Begin at the line containing "Where can the black helmet" in the records below, end at the line containing "Where can the athlete's", and retype each line in that span exactly. No other line and no image should appear.

========================

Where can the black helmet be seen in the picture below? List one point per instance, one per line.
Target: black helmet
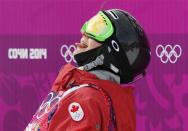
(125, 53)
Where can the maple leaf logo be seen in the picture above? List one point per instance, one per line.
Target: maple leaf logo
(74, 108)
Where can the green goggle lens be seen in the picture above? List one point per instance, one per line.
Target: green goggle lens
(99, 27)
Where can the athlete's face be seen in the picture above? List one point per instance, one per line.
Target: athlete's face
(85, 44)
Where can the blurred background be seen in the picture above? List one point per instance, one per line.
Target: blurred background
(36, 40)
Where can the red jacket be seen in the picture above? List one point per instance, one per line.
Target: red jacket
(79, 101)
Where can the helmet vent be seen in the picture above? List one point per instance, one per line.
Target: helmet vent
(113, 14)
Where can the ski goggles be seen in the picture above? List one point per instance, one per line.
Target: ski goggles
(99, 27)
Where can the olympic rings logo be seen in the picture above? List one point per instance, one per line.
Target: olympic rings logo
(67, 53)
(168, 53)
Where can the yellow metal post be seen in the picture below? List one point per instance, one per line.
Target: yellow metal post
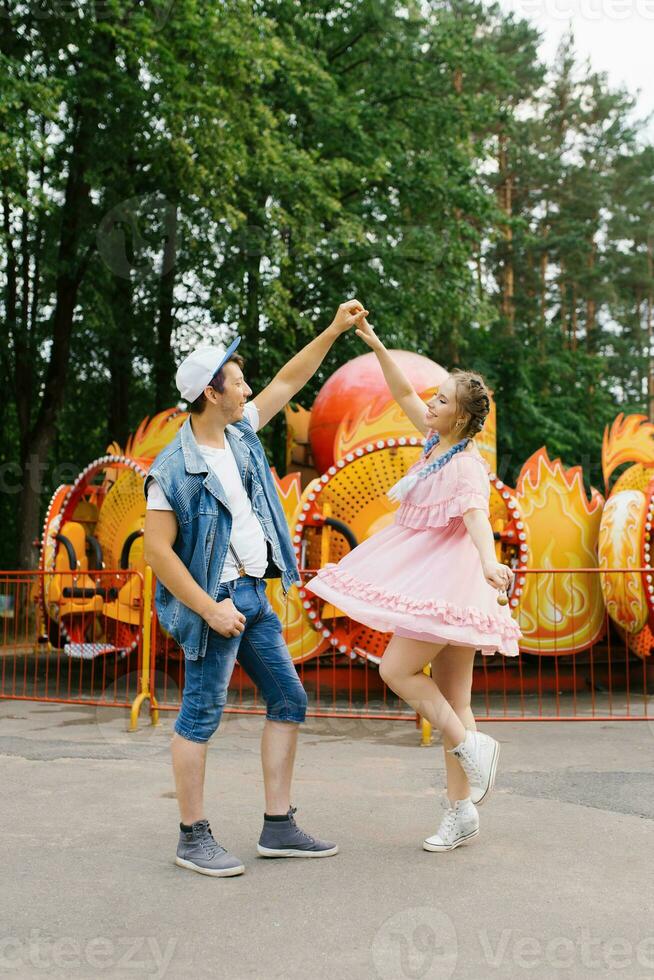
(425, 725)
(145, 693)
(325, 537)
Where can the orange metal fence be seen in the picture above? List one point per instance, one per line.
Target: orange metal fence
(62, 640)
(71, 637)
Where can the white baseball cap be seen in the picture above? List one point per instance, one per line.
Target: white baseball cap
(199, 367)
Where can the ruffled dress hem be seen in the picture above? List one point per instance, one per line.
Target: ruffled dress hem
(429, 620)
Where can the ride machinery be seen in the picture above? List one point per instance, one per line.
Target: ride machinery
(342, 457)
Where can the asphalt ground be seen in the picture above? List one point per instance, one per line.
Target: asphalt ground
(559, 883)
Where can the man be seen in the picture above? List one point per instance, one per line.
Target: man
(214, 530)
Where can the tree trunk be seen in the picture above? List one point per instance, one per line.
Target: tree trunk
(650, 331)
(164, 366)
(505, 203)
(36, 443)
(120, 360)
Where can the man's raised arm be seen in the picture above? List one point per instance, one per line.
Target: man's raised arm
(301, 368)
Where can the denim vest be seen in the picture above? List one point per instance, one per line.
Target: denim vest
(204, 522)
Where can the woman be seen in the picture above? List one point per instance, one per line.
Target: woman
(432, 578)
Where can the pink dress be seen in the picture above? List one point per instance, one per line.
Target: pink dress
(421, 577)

========================

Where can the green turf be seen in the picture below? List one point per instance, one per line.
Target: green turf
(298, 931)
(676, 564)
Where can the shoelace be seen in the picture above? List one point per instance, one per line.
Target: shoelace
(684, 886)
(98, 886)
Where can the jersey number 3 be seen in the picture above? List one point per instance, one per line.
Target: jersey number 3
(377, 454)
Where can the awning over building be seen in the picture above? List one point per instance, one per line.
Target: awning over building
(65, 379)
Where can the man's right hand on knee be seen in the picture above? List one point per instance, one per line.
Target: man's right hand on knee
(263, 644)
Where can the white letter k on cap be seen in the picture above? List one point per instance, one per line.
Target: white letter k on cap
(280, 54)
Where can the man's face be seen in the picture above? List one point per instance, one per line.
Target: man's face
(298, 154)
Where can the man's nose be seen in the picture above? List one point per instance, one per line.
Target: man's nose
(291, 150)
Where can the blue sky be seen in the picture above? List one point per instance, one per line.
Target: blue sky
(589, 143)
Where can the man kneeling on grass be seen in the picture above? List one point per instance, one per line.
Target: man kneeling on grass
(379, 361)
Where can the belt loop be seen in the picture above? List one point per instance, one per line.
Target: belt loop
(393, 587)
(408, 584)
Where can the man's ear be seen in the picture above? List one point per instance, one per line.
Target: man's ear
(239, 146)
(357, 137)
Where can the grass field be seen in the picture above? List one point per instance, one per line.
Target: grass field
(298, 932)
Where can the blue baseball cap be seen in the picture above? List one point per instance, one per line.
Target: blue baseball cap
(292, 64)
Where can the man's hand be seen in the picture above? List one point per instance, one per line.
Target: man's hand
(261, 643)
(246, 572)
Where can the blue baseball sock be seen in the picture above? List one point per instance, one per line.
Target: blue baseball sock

========================

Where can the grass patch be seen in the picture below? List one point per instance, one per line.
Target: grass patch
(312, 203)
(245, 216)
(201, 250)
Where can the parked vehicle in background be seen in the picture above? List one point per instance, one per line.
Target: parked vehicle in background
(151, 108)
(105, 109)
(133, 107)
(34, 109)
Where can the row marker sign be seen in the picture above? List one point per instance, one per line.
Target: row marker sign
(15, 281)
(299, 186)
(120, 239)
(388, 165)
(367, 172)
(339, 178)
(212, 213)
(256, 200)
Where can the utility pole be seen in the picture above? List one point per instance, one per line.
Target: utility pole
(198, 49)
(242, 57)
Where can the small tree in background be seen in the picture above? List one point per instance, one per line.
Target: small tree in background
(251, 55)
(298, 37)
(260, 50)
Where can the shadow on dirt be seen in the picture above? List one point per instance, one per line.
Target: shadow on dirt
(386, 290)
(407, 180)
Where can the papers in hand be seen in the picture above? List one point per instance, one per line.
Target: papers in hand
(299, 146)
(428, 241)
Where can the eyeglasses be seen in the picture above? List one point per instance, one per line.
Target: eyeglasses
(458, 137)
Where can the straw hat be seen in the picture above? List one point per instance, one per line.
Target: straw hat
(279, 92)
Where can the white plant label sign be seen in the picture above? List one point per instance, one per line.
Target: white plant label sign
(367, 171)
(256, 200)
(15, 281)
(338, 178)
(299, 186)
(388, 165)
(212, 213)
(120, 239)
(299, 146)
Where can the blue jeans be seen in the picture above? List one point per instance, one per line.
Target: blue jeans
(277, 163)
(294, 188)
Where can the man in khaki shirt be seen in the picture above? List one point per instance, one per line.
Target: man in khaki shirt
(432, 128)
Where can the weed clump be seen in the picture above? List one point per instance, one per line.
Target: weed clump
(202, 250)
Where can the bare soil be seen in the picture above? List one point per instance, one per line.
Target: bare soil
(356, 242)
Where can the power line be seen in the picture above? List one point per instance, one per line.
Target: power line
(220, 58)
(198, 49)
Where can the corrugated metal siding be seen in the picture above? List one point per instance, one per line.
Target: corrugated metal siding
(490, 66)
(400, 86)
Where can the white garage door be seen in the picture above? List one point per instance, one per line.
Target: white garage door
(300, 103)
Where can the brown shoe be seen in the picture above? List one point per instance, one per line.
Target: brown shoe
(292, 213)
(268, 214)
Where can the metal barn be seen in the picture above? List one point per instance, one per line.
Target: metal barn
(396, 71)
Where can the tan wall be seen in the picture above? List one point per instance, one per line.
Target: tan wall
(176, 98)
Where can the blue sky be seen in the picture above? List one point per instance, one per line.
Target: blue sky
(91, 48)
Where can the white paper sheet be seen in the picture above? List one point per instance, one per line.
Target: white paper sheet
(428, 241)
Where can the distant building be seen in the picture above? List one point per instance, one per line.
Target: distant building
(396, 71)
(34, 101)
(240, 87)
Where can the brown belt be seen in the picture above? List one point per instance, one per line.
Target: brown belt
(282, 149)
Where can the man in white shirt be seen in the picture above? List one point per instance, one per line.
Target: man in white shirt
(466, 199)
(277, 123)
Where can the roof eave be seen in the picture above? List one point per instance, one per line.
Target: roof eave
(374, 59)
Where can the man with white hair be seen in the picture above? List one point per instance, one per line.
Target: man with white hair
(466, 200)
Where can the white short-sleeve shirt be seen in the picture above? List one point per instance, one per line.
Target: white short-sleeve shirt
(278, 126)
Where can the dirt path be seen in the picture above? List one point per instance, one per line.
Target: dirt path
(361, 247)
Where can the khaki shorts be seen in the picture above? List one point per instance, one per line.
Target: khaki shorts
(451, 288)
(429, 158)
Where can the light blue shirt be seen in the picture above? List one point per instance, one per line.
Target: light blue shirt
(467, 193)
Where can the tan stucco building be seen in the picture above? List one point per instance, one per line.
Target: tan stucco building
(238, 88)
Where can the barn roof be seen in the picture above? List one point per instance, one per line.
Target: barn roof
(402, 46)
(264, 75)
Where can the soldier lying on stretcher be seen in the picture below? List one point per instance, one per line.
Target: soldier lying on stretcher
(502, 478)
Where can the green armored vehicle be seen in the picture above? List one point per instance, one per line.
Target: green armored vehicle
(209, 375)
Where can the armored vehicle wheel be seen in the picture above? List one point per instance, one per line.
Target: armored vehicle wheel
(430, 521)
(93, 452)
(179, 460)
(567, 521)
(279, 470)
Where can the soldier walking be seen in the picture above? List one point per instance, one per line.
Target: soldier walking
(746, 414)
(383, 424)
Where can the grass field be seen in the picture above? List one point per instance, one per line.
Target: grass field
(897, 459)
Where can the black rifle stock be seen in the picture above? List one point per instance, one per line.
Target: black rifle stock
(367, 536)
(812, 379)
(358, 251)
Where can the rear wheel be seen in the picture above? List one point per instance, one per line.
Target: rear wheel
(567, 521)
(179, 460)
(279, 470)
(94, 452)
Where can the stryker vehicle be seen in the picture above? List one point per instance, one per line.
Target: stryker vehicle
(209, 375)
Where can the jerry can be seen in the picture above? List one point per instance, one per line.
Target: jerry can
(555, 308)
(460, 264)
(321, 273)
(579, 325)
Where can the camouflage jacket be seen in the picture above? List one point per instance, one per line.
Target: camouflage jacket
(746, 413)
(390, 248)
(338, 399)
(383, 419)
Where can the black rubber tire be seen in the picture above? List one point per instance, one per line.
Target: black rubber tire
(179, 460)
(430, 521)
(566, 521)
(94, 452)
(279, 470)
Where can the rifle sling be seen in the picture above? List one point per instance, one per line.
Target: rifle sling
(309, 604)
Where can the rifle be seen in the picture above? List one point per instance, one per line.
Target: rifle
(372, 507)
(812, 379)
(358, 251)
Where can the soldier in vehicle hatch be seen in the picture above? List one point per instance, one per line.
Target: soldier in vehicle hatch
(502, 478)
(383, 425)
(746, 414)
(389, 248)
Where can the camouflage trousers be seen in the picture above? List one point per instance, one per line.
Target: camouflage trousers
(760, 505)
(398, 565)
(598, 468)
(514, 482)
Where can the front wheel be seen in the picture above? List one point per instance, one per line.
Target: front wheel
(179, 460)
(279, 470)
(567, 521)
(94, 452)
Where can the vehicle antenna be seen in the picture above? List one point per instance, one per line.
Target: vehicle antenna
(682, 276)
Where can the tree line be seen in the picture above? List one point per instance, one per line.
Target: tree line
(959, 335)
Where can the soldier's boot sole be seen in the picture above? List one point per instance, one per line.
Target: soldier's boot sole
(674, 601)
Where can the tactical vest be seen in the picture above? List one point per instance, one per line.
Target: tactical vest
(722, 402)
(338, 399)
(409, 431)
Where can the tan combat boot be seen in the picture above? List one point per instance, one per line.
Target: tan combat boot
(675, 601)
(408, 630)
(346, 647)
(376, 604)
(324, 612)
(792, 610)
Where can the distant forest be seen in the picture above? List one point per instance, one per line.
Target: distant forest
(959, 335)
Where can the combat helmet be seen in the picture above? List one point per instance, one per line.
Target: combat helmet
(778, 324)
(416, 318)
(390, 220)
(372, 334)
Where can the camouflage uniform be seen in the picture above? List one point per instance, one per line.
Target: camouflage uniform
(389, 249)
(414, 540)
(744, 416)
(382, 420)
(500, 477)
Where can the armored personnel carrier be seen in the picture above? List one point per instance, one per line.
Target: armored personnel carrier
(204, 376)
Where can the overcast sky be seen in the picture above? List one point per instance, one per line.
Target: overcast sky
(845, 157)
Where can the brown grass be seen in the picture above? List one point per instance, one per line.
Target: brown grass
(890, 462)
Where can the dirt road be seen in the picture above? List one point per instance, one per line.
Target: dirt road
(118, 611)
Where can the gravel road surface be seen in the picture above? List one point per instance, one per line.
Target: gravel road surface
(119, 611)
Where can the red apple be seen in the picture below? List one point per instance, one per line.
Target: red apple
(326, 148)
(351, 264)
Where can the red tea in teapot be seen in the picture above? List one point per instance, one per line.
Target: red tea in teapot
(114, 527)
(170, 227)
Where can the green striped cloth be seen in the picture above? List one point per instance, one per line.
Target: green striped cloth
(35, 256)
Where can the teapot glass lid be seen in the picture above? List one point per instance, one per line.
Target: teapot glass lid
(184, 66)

========================

SOLVED EXERCISE:
Where can the black helmet be seen in the picture below? List one point per instance, one per line.
Target: black helmet
(125, 53)
Where can the maple leaf logo be seen in the picture above? List one point per instance, one per line.
Target: maple leaf logo
(74, 108)
Where can the green goggle lens be seen in the picture above? List one point per instance, one per line.
Target: green goggle lens
(99, 27)
Where can the athlete's face be seen in the picture above? List one point per instance, one per line.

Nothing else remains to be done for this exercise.